#### [Task]
Copy the data below exactly, omitting any picture it contains.

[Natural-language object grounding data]

"""

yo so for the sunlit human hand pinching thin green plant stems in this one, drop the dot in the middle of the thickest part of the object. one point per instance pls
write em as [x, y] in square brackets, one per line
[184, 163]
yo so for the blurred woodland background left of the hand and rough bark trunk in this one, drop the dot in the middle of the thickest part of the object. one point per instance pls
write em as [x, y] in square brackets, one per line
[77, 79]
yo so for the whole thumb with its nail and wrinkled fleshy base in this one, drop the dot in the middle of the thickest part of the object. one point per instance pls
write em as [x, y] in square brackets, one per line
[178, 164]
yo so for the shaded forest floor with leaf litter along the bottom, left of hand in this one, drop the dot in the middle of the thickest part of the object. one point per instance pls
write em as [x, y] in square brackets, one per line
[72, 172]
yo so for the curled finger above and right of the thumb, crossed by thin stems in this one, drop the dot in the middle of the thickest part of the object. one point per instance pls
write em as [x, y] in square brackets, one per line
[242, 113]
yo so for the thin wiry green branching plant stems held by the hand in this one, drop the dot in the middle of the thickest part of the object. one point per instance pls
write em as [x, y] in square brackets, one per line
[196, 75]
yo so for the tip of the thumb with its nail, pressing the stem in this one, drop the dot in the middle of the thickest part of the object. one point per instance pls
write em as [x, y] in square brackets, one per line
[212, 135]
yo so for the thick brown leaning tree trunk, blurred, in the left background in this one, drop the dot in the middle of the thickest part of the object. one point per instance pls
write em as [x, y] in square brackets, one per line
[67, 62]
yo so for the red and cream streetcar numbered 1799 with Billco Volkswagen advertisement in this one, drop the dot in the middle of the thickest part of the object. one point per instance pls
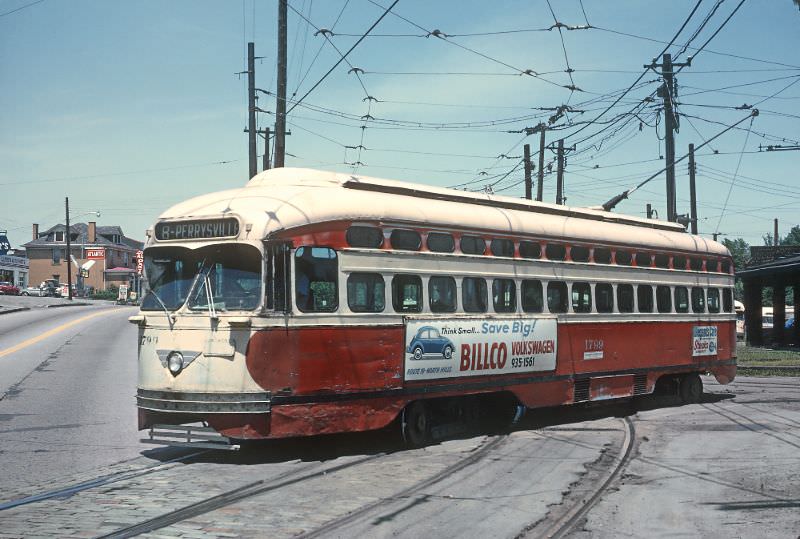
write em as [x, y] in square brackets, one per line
[311, 302]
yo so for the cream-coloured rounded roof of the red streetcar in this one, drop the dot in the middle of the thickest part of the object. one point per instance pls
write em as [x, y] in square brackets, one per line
[286, 198]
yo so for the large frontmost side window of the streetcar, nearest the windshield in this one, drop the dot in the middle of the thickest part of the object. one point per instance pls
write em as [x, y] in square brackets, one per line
[316, 272]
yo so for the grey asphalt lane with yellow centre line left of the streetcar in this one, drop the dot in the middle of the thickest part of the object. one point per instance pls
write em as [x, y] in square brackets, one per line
[67, 387]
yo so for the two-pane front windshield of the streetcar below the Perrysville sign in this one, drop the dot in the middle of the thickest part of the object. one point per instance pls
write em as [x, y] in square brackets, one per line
[217, 278]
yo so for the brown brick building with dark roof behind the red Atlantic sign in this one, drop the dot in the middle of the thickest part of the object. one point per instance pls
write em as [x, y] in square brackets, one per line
[107, 254]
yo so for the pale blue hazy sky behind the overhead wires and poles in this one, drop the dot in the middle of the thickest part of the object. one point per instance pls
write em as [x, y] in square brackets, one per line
[128, 107]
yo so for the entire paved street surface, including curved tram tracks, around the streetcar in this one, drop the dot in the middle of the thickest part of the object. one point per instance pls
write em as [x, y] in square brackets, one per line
[727, 467]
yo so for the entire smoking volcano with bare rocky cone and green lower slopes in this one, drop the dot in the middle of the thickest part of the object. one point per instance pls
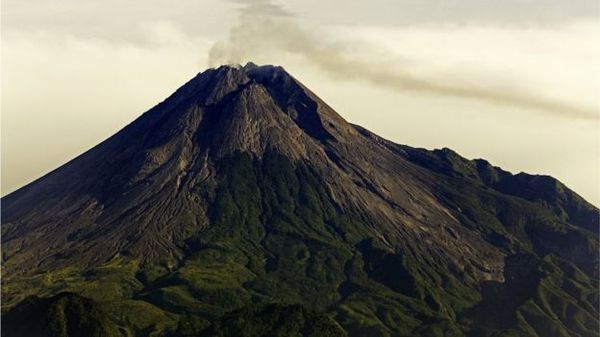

"""

#### [Response to this exercise]
yo so for the sunlit human hand pinching thin green plant stems in this one, drop the dot in the middle of the thickest part of the object. one point per instance pls
write em as [x, y] in square brackets, one per line
[184, 163]
yo so for the blurred woodland background left of the hand and rough bark trunk in this one, drop the dot in the middle of the thickest part of the object. one point per instance pls
write em as [x, y] in square brackets, one per line
[77, 79]
yo so for the whole thumb with its nail and wrinkled fleshy base in this one, drop the dot in the middle of the thickest part of the object. one point per instance pls
write em as [x, y] in square brackets, one per line
[178, 164]
yo so for the shaded forest floor with leaf litter along the bottom, left of hand in this one, drop the dot in the middle of the thickest part of the object. one point per instance pls
write em as [x, y] in square brackets, one per line
[72, 172]
yo so for the curled finger above and right of the thumb, crossed by thin stems in this one, drop the dot in the middle of the thickest part of the object. one point per instance pls
write em as [x, y] in square brackets, one per line
[242, 113]
yo so for the thin wiry green branching plant stems held by the hand in this one, drop the dot in the middle of the thickest part of the object. one point per instance pls
write em as [x, y] in square brackets, one per line
[196, 75]
yo so for the tip of the thumb with its nail, pressing the stem in this one, drop the dot in the middle of the thickest part of the object. one point per instance pls
write em as [x, y] in square brackets, one per line
[212, 135]
yo so for the thick brown leaning tree trunk, blurred, in the left background in this one, drop the dot in the middle of the thickest part of the object. one point per instance pls
write em as [x, y] in square brackets, one per line
[67, 62]
yo so for the red and cream streetcar numbered 1799 with Billco Volkswagen advertisement in this one, drop the dot in the middle of the thickest part of the object. one point per instance pls
write em as [x, y] in square brackets, one per line
[311, 302]
yo so for the cream-coloured rounded roof of the red streetcar in this one, drop the dot in the middle of the thickest part of the object. one point per instance pls
write em as [x, y] in square brackets, one per line
[286, 198]
yo so for the large frontmost side window of the streetcar, nearest the windshield in this one, drop the dot in the middle of the thickest part of the object. one point per instance pls
write em as [x, y] in square brackets, one per line
[316, 272]
yo so for the grey asphalt lane with yellow centre line left of the streetcar in this one, drop the dot in the middle of the thickest part of the object. one point per instance pls
write em as [x, y] in square brackets, one per line
[67, 387]
yo so for the two-pane front windshield of the streetcar below the Perrysville sign in this one, drop the dot in the middle of the thickest part of the object. one point per instance pls
write em as [x, y] in square brackets, one per line
[217, 278]
yo so for the brown brick building with dark roof behind the red Atlantic sign in this one, drop the dot in the middle of the thickest part of the object. one point per instance pls
write em as [x, y] in square brackets, one per line
[107, 254]
yo so for the pale blue hazy sky behind the overhead wires and poles in this one, drop the dot in the middle of the thickest part of the object. one point per instance pls
write em as [x, y] in square brackets, one per line
[128, 107]
yo so for the entire paved street surface, including curved tram tracks, around the streetcar in this one, drop the dot in the middle of the thickest part of the object. one point per instance pls
write em as [x, y] in square brackets, one per line
[727, 467]
yo so for the entire smoking volcano with bare rocky cone and green lower slopes in this one, drop the dot in the middle of the thickest part of the object. one point per instance pls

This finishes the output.